Problem statement → Can you quote the part of the discussion on religious belief starting with "Good book, by" and going on through "continuing to exist.", word for word?

Page excerpt →

Is that true? I wondered. I don’t know that it’s not – but I wonder. It seems implausible. It seems implausible because (as we all know via Descartes, of course, if not in any other way) it’s not the same kind of belief or truth-feeling or inability to doubt. We can’t (I think) even imagine not believing we ourselves exist. We can imagine believing we’re in the clutches of the evil demon, in the matrix, all that, but we can’t imagine believing we don’t exist, because if we did we would immediately wonder (unless we’re very absent-minded) who that is doing the believing then. But no other belief can have that kind of strength, or force, because no other belief has that trick up its sleeve. Unless of course I’m just wrong. I’m curious about it. I could ask Julian, but I don’t think he has time for my footling questions.
His point is interesting, and no doubt right: that arguments are beside the point for most religious believers because arguments aren’t why they believe in god to begin with. I’m sure he’s right about strong belief – but I wonder if it can be as strong as belief in the existence of one’s own self.
I suppose for people who believe in an immanent god it could. You just believe your self and god (and all selves) are the same thing – so you need to believe in just the one. I don’t think that’s really what Julian meant though, since he wasn’t talking about mysticism and inner experience and so on. But maybe it is what he meant all the same. Anyway it’s given me an interesting puzzle.
Good book, by the way.
Hmmmm… I agree. Belief in the existence of the self does not seem to be even belief to me (which would include at least the conceivability of the contrary). I know that I exist, with more certainty than anything else.
I don’t think even an immanent Deity (which I believe in) would be comparable in this regard. Even an immanent Deity includes a view on the universe besides ourselves. I can conceive of such a Deity not existing and yet myself as well as everything else continuing to exist.
“that arguments are beside the point for most religious believers because arguments aren’t why they believe in god to begin with.”
I wonder if that’s true. I love my boyfriend not because of some arguments that it would make sense for me to do so, yet you could use arguments to make me fall out of love with him – for example, if he cheated one me or belittled me, you could convince me that it’s really not in my best interest to be in love with him.
Is that true? I wondered. I don’t know that it’s not – but I wonder. It seems implausible.
Yes, it is true. Go and ask any really committed religious believer and, if pressed long enough and hard enough, they will eventually say that arguments and evidence are not ultimately important, and that they just have faith in God and it is all that matters to them. The Enlightenment, higher criticism, and modern science have chipped away at the things that believers accept about God, but they cannot change committed believers’ faith in God. Their belief is not susceptible to criticism or counter-evidence.
By they way, Baggini’s book on atheism is the best I’ve read (much better than Dawkin’s book, which I found okay). Especially important was this bit from the conclusion of a section entitled, “Against Religion?”( pg 106-7):
A great atheist read is Bertrand Russell’s Why I am not a Christian. I thoroughly enjoyed reading it, yet felt that if Russell intended the book to speak to Christians, he had entirely failed. In this chapter [Against Religion?] I hope I have explained why. One can make a strong case against religious belief and one can show how the traditional arguments for religious belief are hollow. One can even explain how belief often rests on personal convictions which are unreliable sources of knowledge. But the problem with using arguments to persuade others to become atheists is that believers often do not even accept their founding assumptions. They are starting from somewhere else. The atheist may begin with the basic laws of logic, such as the principle that a thing cannot both be and not be at the same time. But the believer often begins with a conviction that God exists that is even stronger than the logician’s belief in their first principles. This belief trumps all reason.

Provided records →

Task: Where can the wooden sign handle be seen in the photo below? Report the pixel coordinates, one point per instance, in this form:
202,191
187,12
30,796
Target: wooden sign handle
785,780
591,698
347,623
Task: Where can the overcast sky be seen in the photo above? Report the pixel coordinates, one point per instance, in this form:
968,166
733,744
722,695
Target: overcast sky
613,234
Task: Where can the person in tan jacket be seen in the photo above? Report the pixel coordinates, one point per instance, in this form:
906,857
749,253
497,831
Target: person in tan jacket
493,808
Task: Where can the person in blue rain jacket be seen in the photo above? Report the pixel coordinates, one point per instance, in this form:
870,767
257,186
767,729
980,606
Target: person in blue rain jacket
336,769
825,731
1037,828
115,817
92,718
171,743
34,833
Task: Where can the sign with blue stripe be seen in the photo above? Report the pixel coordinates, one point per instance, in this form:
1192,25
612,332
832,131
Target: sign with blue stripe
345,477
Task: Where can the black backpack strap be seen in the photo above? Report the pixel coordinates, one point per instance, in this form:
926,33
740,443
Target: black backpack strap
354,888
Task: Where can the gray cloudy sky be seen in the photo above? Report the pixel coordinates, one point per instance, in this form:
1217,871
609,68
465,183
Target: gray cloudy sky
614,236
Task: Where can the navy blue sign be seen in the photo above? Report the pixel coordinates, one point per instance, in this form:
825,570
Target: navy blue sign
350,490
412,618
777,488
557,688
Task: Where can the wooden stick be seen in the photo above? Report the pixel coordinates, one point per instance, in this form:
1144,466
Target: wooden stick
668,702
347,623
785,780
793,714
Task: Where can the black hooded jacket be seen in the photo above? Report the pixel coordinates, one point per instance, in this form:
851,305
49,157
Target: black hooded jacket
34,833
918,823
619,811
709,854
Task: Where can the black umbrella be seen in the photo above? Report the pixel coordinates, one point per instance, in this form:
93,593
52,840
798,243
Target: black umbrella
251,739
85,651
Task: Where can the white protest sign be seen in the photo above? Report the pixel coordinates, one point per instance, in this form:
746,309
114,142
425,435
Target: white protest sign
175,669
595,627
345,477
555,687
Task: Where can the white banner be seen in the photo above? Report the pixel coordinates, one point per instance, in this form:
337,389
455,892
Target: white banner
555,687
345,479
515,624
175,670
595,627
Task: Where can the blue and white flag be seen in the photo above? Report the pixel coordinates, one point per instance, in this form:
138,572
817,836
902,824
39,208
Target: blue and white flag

Written response →
Good book, by the way.
Hmmmm… I agree. Belief in the existence of the self does not seem to be even belief to me (which would include at least the conceivability of the contrary). I know that I exist, with more certainty than anything else.
I don’t think even an immanent Deity (which I believe in) would be comparable in this regard. Even an immanent Deity includes a view on the universe besides ourselves. I can conceive of such a Deity not existing and yet myself as well as everything else continuing to exist.